REQUIRED WORK:
Please write out the stretch of the comments on the county pension plan from "Gene61's picture" through "04/10/2009 - 8:42am.".

TEXT: Begin

First off as a County Employee I would like to say thank you to the citizens that supported the pension plan and to the commissioners. Thank you for caring about the people who care and are always here when you need us.
as far as the comment post with the ridiculous salary facts, please look up the true facts of our salaries. Under the public records act, you can find out what the starting pay is for any county job position. You can also find out what our top out pay is for a particular job position. Even with the top out salaries, they are hard to reach because of our raise system and we don't always get a cost of living raise. Please take the time to print the true figures. Don't be ignorant to the true facts, the information is available for free.
Bill the Cat

Gene61's picture
Submitted by Gene61 on Mon, 04/13/2009 - 11:46pm.

Really, they approved it? Who here is truly surprised, not me...

funny how they never really defined the term " Salary " .. Makes all the difference in the world..


Submitted by Claude Y Paquin on Fri, 04/10/2009 - 8:42am.

This report has one major flaw: it does not tell us how the word “salary” is defined in the pension formula.

Let us suppose the county hires a 22-year-old recruit as deputy sheriff and pays him $32,000 the first year.

Then our deputy earns raises and gets promotions which cause his pay to go up, on average, 6 percent per year.

By the time he is 32, he is making $57,307.

By the time he is 42, he is making $102,628.

By the time he is 52, he is making $183,792. By then he has been with the county 30 years and is entitled to a pension equal to 45 percent of his salary. His average annual salary for the previous 30 years has been $87,537.

If our deputy sheriff were to leave the employ of Fayette County right at age 52, would he be entitled (at age 65) to 45 percent of his latest salary, at age 51, of $173,389? Or would he be entitled to 45 percent of his 30-year average salary of $87,537?

What if he stays on the force? By the time he is 62 he’ll be making an annual salary of $329,143, and by the time he retires at age 65 his average annual salary over 43 years will have been $139,541. Will he get 45 percent of that $139,541, or 45 percent of the $369,825 he made at age 64?

If he made $369,825 at age 64, will he be satisfied with a $62,793 annual pension (45 percent of $139,541)? That’s less than 17 percent of what he made at age 64.

TEXT: End
ENTRIES SHOWN: Begin

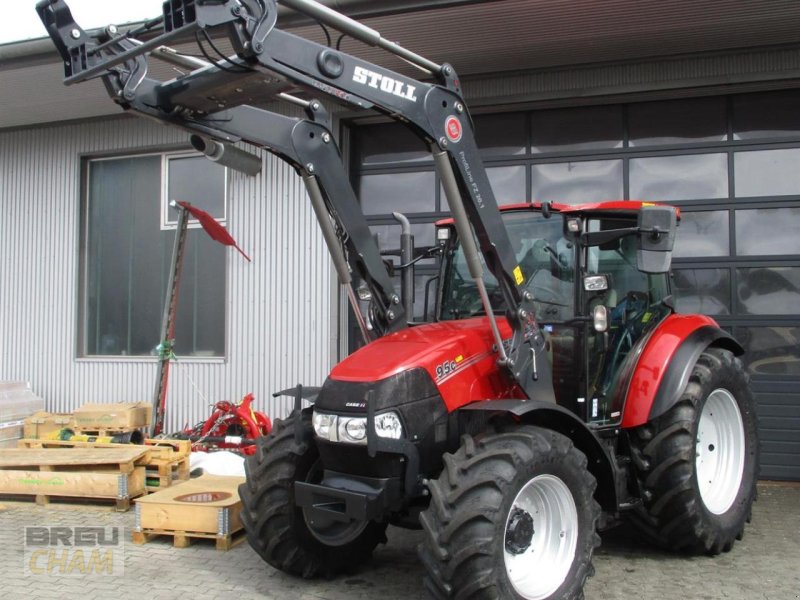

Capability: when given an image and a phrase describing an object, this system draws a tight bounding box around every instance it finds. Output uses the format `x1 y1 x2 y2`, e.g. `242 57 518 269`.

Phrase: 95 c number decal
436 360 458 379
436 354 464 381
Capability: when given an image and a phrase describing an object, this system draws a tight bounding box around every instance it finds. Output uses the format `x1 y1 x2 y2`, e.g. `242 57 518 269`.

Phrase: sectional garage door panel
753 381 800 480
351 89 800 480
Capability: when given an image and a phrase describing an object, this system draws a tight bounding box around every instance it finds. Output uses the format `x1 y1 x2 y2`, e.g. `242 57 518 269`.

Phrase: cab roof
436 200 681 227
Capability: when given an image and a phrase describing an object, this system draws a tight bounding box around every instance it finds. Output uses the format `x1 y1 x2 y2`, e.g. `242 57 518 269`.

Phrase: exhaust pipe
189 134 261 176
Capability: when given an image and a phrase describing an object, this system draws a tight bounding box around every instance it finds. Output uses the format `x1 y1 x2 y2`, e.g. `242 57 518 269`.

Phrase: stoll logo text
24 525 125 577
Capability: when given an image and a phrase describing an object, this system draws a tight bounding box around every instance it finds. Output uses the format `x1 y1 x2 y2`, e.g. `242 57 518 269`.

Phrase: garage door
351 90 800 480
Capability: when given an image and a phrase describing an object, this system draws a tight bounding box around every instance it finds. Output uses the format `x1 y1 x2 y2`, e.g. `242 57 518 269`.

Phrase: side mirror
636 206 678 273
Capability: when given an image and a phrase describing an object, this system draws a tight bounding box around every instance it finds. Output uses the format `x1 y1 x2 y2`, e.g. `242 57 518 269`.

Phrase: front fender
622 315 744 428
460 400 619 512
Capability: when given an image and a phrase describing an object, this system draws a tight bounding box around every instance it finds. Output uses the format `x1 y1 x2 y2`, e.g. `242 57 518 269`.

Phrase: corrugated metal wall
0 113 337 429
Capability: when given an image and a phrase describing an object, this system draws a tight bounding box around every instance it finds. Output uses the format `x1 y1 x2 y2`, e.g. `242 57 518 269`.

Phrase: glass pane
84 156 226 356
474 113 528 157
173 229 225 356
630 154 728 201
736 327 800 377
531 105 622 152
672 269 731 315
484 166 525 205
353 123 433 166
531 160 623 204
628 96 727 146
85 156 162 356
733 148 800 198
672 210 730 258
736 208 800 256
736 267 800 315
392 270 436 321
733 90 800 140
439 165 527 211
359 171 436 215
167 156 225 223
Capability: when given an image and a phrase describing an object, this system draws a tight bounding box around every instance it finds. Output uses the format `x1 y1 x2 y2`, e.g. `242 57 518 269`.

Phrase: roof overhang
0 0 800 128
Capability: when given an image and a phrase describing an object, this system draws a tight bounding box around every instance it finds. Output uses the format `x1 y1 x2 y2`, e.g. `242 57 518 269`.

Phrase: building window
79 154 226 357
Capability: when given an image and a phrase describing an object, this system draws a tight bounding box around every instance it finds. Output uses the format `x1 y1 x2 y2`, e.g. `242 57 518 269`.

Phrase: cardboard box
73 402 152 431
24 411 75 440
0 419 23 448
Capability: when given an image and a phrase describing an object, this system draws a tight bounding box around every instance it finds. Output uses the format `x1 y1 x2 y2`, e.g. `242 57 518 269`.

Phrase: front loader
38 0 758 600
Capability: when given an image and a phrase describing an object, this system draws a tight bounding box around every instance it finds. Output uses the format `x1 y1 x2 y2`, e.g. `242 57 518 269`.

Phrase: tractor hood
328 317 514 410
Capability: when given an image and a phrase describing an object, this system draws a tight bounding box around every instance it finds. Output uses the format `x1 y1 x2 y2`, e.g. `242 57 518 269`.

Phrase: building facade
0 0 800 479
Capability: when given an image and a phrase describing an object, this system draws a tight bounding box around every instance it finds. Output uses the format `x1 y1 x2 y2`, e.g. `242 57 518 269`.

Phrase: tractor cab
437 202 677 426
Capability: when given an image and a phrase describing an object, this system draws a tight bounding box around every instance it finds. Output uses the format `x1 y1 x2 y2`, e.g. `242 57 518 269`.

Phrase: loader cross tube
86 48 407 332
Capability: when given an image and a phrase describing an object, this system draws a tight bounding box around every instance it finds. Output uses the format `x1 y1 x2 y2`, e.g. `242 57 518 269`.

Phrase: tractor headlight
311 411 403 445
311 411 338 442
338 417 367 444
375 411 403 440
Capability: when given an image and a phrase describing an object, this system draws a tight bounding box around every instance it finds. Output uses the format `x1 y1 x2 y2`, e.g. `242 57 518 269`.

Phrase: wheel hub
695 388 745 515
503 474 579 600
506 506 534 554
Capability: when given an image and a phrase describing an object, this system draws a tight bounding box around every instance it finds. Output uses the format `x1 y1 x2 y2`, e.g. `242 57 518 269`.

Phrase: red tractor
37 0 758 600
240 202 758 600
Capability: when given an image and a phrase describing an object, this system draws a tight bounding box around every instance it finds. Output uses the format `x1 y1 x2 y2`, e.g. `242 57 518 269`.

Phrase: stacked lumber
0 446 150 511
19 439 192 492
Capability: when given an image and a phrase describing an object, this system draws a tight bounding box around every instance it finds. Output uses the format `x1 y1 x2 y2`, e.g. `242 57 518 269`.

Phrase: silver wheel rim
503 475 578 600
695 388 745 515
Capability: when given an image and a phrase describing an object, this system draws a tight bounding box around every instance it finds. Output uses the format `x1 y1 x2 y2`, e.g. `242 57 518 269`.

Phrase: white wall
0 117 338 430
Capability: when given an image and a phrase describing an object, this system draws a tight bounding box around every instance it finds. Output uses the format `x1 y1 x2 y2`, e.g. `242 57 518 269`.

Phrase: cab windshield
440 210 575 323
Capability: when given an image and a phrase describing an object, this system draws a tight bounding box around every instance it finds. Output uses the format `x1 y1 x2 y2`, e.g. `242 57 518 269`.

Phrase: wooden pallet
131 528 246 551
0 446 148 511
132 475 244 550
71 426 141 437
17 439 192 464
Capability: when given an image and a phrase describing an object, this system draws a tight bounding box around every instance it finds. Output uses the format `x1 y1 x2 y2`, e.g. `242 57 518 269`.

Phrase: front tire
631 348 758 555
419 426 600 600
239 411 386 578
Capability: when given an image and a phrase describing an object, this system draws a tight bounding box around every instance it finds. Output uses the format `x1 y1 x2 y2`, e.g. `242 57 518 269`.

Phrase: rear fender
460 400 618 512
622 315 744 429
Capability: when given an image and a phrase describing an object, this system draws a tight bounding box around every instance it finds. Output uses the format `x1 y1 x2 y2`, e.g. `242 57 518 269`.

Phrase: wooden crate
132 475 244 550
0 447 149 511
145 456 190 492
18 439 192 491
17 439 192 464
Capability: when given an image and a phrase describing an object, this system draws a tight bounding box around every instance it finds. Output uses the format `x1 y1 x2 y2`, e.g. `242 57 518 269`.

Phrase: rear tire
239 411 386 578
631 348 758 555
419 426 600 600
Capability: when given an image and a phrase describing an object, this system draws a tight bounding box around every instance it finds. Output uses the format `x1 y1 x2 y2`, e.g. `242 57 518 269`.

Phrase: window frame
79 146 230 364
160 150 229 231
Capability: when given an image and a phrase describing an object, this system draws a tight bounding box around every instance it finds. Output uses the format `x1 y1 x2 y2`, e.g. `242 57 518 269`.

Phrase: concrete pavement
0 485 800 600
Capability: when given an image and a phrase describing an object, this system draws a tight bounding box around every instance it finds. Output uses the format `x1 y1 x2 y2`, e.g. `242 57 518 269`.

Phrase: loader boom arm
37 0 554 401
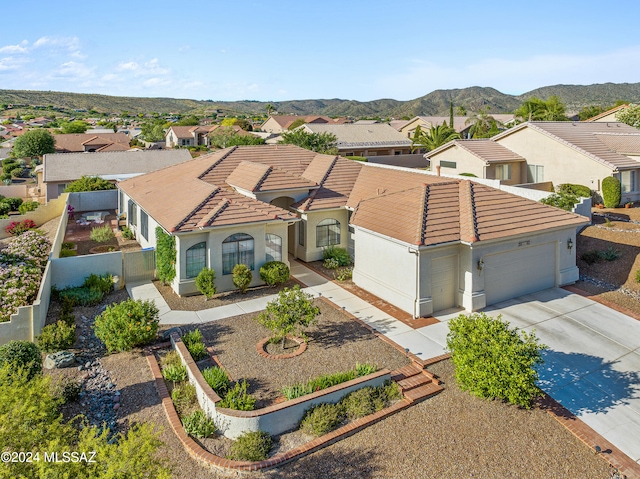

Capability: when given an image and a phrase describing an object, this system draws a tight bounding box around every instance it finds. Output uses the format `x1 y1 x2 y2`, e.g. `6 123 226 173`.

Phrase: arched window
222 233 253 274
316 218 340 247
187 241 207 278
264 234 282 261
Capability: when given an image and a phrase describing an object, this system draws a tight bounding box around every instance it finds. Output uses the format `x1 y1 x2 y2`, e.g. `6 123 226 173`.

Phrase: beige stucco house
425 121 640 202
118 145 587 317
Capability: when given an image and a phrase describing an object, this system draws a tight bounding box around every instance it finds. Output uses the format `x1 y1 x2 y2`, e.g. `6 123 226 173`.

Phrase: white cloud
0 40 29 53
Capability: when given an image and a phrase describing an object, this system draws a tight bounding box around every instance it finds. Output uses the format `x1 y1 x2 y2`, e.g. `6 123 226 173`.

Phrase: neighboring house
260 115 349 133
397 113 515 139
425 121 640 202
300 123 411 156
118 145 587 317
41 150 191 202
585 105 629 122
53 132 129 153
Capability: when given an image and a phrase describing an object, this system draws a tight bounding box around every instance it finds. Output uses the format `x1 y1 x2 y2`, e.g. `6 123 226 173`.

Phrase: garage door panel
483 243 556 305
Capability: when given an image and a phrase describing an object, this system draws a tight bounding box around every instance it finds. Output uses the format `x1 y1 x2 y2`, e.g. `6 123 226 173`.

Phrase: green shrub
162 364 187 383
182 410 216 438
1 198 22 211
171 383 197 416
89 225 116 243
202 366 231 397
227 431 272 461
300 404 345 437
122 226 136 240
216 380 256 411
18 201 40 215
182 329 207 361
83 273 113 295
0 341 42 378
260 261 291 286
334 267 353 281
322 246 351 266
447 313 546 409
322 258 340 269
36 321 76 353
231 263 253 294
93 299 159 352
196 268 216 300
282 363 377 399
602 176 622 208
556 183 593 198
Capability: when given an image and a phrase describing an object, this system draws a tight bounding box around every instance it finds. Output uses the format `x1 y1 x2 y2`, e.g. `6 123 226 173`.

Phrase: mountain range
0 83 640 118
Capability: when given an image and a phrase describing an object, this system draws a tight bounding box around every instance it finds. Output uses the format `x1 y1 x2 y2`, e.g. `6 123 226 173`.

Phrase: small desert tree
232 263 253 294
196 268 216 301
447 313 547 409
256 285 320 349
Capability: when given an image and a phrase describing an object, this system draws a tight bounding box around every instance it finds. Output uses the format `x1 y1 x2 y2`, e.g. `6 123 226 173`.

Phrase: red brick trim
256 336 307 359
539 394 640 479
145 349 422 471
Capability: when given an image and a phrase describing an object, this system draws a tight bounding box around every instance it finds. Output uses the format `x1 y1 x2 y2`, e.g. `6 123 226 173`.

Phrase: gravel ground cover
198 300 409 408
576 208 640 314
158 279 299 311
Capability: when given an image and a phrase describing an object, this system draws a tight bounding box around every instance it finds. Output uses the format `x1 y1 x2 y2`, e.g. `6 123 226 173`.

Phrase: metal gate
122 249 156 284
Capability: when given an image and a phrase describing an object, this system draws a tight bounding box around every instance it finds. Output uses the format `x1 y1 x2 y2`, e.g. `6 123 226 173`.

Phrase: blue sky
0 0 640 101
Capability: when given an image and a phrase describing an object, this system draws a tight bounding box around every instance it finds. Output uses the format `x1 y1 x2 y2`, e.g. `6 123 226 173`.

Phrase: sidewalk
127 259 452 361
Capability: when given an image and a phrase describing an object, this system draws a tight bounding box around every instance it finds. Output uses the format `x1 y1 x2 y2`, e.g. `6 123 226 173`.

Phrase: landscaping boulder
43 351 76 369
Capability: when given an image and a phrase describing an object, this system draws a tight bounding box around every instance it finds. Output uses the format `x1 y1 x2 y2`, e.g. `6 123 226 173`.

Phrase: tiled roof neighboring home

ENTRIES SHOWN: End

TASK RESPONSE:
Gene61's picture
Submitted by Gene61 on Mon, 04/13/2009 - 11:46pm.

Really, they approved it? Who here is truly surprised, not me...

funny how they never really defined the term " Salary " .. Makes all the difference in the world..


Submitted by Claude Y Paquin on Fri, 04/10/2009 - 8:42am.